##### The records

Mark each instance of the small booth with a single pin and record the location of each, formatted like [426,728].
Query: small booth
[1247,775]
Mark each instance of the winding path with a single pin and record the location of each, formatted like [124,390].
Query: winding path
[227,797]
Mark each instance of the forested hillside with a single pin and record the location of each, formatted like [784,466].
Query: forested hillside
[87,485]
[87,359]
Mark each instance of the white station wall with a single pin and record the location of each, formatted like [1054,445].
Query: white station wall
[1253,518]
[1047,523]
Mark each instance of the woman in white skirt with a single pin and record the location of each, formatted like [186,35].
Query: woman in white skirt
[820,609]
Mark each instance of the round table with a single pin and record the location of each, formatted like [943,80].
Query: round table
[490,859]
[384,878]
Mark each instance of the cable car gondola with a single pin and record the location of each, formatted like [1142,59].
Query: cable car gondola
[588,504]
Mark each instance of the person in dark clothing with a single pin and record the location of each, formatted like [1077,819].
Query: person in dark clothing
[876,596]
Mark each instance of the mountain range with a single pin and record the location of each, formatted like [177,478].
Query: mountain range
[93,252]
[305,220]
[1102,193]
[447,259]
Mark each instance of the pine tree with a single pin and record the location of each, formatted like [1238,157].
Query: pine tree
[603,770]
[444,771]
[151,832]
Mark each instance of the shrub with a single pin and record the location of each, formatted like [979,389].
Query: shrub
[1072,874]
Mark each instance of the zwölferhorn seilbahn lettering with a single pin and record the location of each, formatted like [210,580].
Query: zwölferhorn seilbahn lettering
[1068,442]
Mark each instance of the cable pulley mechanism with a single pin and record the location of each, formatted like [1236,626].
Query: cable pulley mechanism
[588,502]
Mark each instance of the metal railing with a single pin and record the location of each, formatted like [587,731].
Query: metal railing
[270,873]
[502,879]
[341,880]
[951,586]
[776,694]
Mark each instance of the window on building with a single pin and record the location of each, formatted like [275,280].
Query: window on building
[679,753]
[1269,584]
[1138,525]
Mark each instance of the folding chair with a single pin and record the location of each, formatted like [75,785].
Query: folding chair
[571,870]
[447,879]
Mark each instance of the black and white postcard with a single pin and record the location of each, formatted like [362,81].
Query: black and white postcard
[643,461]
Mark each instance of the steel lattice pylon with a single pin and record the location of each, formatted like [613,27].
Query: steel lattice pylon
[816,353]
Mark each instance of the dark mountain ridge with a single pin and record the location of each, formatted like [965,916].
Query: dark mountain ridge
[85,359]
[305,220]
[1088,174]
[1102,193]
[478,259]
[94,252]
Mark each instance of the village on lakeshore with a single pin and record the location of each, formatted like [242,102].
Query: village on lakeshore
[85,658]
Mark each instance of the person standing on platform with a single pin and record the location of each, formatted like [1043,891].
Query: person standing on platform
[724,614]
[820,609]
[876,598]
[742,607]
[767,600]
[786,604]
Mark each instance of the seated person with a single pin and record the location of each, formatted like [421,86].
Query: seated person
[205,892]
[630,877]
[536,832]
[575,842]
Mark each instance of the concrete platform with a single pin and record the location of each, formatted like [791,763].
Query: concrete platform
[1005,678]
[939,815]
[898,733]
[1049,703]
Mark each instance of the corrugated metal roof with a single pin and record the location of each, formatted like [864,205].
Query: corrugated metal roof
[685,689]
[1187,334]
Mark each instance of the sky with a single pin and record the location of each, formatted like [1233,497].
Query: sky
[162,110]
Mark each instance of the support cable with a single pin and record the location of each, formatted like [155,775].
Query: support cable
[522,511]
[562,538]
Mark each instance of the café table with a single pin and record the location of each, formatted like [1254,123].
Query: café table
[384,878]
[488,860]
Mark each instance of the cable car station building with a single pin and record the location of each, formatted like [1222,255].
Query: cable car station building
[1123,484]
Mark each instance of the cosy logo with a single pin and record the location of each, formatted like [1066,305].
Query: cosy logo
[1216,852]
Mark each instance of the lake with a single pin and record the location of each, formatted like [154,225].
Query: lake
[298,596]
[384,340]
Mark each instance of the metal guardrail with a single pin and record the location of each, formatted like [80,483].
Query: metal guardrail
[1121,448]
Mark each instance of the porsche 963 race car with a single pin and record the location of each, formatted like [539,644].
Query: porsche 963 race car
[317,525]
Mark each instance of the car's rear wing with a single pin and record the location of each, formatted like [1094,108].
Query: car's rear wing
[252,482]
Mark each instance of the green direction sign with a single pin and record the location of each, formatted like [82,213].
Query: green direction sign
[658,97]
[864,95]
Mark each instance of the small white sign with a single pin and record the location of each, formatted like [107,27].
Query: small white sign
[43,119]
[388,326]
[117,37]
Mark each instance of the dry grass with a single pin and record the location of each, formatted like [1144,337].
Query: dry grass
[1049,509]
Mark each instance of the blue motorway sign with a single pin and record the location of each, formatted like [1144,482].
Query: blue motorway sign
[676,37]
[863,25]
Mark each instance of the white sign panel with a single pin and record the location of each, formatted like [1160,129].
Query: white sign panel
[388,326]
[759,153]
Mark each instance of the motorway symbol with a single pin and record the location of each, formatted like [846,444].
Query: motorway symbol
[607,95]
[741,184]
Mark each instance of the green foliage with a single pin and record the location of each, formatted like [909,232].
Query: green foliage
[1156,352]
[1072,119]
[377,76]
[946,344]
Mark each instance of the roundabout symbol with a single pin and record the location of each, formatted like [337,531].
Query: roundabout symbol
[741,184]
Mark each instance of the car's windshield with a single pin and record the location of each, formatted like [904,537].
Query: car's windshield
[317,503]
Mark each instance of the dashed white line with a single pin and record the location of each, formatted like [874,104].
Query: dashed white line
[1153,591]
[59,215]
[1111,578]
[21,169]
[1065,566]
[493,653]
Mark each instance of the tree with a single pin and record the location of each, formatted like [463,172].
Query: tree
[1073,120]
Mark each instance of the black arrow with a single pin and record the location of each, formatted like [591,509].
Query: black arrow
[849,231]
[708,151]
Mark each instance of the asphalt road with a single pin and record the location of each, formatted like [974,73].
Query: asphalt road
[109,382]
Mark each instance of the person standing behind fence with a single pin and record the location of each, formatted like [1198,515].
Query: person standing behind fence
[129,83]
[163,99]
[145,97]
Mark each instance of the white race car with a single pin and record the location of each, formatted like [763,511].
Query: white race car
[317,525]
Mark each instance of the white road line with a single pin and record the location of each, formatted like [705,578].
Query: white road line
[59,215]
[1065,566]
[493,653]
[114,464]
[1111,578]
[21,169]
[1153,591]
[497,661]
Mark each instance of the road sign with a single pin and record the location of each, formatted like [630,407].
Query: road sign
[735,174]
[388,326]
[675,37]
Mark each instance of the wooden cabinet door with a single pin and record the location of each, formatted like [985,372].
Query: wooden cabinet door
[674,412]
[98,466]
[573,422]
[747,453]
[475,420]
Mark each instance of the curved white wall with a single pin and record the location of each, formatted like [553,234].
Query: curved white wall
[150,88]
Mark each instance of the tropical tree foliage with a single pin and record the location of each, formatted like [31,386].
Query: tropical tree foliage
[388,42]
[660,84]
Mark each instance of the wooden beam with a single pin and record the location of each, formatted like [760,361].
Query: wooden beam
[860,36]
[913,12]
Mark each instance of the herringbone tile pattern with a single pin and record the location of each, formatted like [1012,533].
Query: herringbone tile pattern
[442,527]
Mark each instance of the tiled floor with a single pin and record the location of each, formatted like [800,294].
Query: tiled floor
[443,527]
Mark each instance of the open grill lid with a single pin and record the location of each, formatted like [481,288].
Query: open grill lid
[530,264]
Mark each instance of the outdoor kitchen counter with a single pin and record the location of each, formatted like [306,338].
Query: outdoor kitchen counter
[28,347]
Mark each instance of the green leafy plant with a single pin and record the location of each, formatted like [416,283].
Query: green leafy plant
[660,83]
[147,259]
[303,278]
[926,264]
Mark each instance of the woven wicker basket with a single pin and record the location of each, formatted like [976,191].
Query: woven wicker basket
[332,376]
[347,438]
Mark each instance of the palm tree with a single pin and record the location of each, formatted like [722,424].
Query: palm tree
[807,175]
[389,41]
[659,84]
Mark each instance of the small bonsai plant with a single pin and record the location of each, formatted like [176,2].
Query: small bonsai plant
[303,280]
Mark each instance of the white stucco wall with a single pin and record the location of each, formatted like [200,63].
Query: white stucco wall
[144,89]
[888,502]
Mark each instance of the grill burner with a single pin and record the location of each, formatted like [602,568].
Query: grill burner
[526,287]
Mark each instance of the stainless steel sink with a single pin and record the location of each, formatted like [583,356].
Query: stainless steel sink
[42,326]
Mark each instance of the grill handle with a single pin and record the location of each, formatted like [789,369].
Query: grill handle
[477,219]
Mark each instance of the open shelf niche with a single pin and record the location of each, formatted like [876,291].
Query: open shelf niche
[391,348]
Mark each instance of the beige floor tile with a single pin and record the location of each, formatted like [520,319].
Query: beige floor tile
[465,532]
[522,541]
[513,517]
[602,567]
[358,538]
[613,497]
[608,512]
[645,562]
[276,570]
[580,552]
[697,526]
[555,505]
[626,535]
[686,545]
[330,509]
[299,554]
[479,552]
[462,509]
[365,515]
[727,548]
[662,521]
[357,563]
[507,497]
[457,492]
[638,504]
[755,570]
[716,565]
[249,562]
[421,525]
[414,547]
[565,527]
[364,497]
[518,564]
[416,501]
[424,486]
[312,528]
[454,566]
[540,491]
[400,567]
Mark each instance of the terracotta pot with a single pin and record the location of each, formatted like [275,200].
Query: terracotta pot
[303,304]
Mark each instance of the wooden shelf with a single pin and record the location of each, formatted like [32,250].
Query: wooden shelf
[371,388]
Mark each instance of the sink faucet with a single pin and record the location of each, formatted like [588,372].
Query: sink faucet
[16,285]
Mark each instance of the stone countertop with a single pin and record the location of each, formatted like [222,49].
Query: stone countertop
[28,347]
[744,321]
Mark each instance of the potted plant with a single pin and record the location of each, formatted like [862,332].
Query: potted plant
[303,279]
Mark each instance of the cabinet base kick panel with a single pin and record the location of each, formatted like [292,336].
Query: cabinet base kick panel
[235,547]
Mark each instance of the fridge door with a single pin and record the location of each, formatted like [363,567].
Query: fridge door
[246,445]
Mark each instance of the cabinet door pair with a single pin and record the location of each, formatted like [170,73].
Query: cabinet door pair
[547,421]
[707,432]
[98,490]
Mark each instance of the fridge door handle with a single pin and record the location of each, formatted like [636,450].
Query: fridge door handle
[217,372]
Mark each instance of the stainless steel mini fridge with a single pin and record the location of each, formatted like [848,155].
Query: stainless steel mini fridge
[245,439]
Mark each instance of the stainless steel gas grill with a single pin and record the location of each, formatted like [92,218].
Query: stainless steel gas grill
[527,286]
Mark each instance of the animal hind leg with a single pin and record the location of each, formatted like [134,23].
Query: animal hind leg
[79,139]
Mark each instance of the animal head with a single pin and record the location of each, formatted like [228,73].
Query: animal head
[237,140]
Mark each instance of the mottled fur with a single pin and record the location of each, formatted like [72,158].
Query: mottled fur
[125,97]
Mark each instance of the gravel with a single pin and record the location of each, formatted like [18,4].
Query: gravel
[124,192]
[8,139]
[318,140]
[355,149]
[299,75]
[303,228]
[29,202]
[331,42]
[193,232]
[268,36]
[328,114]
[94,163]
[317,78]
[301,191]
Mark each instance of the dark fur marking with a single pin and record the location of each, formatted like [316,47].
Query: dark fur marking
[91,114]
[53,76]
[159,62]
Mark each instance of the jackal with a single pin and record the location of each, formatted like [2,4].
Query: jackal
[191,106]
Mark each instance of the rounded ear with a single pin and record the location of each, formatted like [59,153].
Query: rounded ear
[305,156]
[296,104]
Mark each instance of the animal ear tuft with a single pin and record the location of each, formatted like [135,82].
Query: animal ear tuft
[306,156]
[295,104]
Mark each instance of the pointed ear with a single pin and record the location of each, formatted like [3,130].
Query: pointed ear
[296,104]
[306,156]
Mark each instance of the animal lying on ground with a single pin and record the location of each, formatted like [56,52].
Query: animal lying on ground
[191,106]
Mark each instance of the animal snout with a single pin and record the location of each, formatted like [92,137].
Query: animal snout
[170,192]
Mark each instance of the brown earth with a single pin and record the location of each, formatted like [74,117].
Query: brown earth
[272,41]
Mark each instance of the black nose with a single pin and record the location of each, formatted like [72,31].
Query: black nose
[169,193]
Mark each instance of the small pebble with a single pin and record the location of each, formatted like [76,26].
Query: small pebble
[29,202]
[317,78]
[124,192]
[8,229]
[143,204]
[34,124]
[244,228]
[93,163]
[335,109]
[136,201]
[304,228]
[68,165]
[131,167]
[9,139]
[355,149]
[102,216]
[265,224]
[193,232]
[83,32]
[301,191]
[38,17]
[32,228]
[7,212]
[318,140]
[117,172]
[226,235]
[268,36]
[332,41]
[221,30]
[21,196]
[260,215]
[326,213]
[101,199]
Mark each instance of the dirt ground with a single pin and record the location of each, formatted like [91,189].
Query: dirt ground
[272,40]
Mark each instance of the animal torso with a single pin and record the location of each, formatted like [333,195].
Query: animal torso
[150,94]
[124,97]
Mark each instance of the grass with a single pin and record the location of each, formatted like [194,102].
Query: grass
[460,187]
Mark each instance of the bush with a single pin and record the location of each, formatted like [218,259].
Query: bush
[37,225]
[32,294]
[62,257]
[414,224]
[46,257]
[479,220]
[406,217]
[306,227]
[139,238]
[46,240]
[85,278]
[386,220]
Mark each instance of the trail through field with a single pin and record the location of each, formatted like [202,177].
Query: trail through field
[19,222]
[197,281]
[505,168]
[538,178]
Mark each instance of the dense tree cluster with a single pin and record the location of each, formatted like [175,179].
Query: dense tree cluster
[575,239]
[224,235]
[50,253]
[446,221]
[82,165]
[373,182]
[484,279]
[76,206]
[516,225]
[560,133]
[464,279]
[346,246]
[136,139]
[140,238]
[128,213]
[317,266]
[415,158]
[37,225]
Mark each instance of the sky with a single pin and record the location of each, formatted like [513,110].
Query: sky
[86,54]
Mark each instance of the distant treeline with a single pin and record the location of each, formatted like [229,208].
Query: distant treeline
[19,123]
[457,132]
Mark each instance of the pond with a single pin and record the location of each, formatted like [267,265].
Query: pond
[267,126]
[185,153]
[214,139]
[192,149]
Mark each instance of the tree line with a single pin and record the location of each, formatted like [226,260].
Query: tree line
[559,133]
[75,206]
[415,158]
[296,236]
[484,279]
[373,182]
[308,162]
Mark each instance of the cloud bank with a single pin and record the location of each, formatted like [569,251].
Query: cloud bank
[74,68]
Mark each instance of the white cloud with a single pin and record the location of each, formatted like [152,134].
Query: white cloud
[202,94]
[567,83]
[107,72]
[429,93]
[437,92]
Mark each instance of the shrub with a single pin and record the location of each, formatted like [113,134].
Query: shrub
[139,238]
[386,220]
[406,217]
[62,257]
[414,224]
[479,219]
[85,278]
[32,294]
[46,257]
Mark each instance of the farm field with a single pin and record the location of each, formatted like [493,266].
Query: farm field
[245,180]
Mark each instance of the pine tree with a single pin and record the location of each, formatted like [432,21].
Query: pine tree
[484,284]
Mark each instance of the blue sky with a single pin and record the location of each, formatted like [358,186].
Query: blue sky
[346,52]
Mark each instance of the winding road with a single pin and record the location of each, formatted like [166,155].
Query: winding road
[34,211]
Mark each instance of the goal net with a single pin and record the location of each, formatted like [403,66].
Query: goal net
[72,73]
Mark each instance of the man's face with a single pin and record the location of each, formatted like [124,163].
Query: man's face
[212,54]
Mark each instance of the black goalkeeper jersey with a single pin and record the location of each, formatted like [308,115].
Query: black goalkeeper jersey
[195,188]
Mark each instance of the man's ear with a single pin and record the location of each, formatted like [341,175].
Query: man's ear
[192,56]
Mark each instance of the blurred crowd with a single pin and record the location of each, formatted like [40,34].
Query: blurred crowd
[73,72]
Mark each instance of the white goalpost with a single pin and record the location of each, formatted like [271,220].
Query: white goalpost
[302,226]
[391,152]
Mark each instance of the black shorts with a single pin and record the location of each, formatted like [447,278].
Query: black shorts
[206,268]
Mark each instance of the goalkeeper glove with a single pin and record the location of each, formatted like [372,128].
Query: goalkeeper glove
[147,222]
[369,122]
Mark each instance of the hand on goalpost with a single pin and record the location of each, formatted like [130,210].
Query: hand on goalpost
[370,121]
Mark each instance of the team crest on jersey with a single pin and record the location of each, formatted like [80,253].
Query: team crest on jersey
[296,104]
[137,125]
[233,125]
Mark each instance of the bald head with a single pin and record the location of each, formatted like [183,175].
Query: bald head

##########

> **Task instructions**
Reproduce the lines word for word, starting at the one holding "Mark each instance of the black shorts" and ending at the final line of the material above.

> **Task output**
Mark each instance of the black shorts with a single pin and record the location of each, formatted like [447,278].
Query: black shorts
[206,268]
Mark each instance of the goalkeeper glove with a single pin and record the location of each, formatted like [372,128].
Query: goalkeeper glove
[147,222]
[369,122]
Mark each instance of the hand on goalpost with a single pin and record the location of each, formatted like [130,210].
Query: hand on goalpost
[370,121]
Mark each instance of the team crest on jersey with a single pin and record the location of each, formatted like [80,253].
Query: team crest on jersey
[296,104]
[137,125]
[233,125]
Mark each instance of the bald head with a single pin and record the location of each, formatted like [183,175].
Query: bald head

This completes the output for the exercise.